● **ЗАДАНИЕ 1**
Ответьте по фрагменту интервью о Твардовском:
(a) С каким персонажем отвечающий с опозданием обнаружил сходство Твардовского?
(b) Что случилось с семьёй Твардовских в тридцатые годы?
(c) Какой писатель, судя по последнему вопросу, чаще других упоминается в оценках творчества собеседника?
● **ЗАДАНИЕ 2**
Продолжите фрагмент интервью о Твардовском с того места, где он заканчивается.

● **ИЗВЛЕЧЁННЫЙ ТЕКСТ**
┄┄┄┄┄┄┄┄┄┄┄┄┄┄┄┄┄┄┄┄

В самом центре вашего произведения стоит сложный и трогательный портрет Александра Твардовского. Это как архетипная фигура писателя, который разделён, расщеплён между своей верностью литературе и верностью партии. Мне казалось, что есть интересная аналогия между связью, отношениями вашими с Твардовским, как они изображены в "Телёнке", и отношениями Нержина и Рубина в "Круге первом". Можно сказать, что этот конфликт намного сложнее, чем конфликт между добром и злом. Можно ли вывести, что это как бы одна основная система образов в вашем художественном мире? ...Отчасти литературный и художественный вопрос, но с другой стороны - как бы диалектическое соотношение двух моральных образов, или двух видений мира.

Я бы сказал так. Если искать общее в этих двух парах, то общее состоит только в сердечных отношениях с человеком, с которым не совпадают взгляды и образ поведения. Но дальше аналогия не распространяется. Дело в том, что скорее - я сам потом с опозданием открыл аналогию между Твардовским и генералом Самсоновым. Они оба выражают - я об этом пишу где-то в "Телёнке", знаете, как бывает повторение личного типа, - они выражают собой глубоко национальные образы, всеми корнями уходящие в национальное бытие. Твардовский принадлежит к самому стержню русской литературы, глубоко национальному, окунутому в язык русский.

Твардовский является в той мере, в которой марксизм забил его голову, в этой мере он является пленником марксизма, но не активным его проводником. А Рубин - это энтузиастический проводник марксизма, всей душой преданный марксизму. И это сказывается в таком узловом моменте, как: семья Твардовских раскулачена в тридцатые годы, а Рубин был участником раскулачивания. Выдвигаемая вами параллель разрушается главным образом вот этим, что Твардовский - невольный пленник, который пытается освободиться, а Рубин - энтузиастический проводник. Но если брать ещё шире, в общечеловеческом смысле, - конечно, это два человека, как бы охваченные болезнью, в разных её фазах, в разной степени.

Какие писатели, - во-первых, русские, и потом не русские, - имели наиболее глубокое влияние на ваше творчество? И так как чаще в оценках вашего творчества упоминается Толстой, можете вы сказать, какую роль сыграл Толстой, как он отразился на вашем творчестве?

┄┄┄┄┄┄┄┄┄┄┄┄┄┄┄┄┄┄┄┄

● **Записи набора данных**
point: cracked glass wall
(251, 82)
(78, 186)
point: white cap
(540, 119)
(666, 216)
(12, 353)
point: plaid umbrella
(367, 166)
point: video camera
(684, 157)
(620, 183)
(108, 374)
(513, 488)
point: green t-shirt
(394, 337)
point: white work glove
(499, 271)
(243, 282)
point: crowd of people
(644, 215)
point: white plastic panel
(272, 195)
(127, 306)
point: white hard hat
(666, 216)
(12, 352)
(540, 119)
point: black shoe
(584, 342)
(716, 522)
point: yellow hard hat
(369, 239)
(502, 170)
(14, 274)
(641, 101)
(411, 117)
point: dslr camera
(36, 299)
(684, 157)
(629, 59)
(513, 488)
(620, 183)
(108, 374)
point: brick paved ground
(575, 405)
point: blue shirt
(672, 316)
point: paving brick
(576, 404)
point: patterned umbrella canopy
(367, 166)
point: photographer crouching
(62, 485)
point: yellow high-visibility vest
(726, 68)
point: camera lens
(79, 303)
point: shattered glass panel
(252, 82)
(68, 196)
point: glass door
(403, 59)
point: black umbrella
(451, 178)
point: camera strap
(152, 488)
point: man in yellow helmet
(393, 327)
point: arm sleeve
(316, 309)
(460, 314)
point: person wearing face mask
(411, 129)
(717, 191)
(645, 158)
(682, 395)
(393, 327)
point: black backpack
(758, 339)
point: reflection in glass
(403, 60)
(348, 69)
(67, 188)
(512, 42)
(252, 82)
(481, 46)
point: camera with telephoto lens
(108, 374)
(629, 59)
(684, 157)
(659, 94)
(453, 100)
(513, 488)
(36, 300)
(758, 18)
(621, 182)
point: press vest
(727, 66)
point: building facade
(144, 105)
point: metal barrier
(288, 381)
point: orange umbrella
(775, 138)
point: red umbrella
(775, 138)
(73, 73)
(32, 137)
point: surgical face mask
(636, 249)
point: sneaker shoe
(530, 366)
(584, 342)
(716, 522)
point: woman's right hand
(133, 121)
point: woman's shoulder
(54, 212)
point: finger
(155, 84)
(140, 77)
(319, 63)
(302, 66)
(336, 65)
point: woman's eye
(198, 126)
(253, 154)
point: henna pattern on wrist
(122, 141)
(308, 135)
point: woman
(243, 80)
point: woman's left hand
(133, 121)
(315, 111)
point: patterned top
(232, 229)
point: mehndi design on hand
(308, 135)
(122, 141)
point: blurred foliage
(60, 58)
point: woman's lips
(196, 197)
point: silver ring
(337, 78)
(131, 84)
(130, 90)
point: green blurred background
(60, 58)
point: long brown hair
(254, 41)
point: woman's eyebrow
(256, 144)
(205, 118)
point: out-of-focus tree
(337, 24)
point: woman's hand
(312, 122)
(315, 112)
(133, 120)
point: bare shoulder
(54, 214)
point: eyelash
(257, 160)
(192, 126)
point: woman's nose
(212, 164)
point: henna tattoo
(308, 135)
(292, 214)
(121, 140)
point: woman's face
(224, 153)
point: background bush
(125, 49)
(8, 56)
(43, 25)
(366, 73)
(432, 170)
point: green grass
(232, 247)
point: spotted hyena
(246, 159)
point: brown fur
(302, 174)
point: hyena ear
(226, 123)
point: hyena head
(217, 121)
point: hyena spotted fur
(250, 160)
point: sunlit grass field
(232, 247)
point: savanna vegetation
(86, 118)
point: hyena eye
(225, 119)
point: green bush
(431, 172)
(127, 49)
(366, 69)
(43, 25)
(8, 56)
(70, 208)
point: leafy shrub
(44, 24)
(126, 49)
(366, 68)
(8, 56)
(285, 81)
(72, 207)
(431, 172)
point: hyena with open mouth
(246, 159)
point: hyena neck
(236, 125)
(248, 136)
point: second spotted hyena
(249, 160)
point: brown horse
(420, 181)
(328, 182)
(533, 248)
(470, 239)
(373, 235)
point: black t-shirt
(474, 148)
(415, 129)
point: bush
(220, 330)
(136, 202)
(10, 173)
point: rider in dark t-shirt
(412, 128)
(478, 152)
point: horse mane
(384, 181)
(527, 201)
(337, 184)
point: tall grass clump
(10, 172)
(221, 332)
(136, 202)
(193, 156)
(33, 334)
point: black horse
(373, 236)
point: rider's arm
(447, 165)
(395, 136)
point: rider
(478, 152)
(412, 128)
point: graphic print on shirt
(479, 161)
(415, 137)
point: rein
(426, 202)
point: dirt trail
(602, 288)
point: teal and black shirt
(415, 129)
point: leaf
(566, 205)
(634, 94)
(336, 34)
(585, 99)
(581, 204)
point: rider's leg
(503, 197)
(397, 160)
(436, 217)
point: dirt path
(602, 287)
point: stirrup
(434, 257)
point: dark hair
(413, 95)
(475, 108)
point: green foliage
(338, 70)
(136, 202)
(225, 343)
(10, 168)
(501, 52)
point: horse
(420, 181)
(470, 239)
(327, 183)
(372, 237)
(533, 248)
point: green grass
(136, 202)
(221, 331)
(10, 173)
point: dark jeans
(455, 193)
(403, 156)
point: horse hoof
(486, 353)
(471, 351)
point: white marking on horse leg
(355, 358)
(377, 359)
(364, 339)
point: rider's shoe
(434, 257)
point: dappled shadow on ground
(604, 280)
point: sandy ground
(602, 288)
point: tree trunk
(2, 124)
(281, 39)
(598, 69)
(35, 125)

┄┄┄┄┄┄┄┄┄┄┄┄┄┄┄┄┄┄┄┄

● **ОТВЕТ 1**
(a) С генералом Самсоновым.
(b) Семья была раскулачена.
(c) Толстой.

● **ОТВЕТ 2**
Вообще над каждым русским писателем довлеет традиция русской литературы. Поэтому можно сказать, что литература вся в целом, своей манерой и своей направленностью, вся в целом влияет. Но, конечно, есть писатели особенно любимые, кто особенно влияет. Наибольшее влияние на меня, определяющее, оказали Пушкин, Толстой и Достоевский. Каждый по-своему. В начале двадцатого века Толстой большое общественное влияние имел, и поэтому персонажи моих книг испытывают его воздействие. К Достоевскому общественное мнение конца XIX - начала XX века относилось отрицательно, как к своему противнику. Наше общественное мнение, русское, отказывало ему, в общем, в признании. И по-настоящему Достоевский получил мировую известность сперва на Западе, особенно в Германии, ну и в Англии тоже. Толстой очень сильно повлиял на меня "Войной и миром". Влияние этой книги было в том, что я, уже в восемнадцать лет, задумал свои Узлы. И с тех пор, собственно, я над ними и работаю. Даже в нынешний "Август" вошли несколько глав, написанных в 1937 году, в девятнадцать лет. Но это не значит, что Толстой мне ближе, чем Достоевский, нет. По своим духовным установкам Достоевский мне гораздо ближе Толстого. А о Пушкине надо сказать, что, к сожалению, Запад, вероятно, и сегодня не может его оценить из-за того, что переводы несовершенны. Пушкин - явление огромного мирового значения, и более всего поразительна в нём гармония в восприятии мира, - гармония, в которой противоборствуют, сталкиваются зло и добро, все горя, несчастья, они как-то находят в Пушкине высший синтез и примирение.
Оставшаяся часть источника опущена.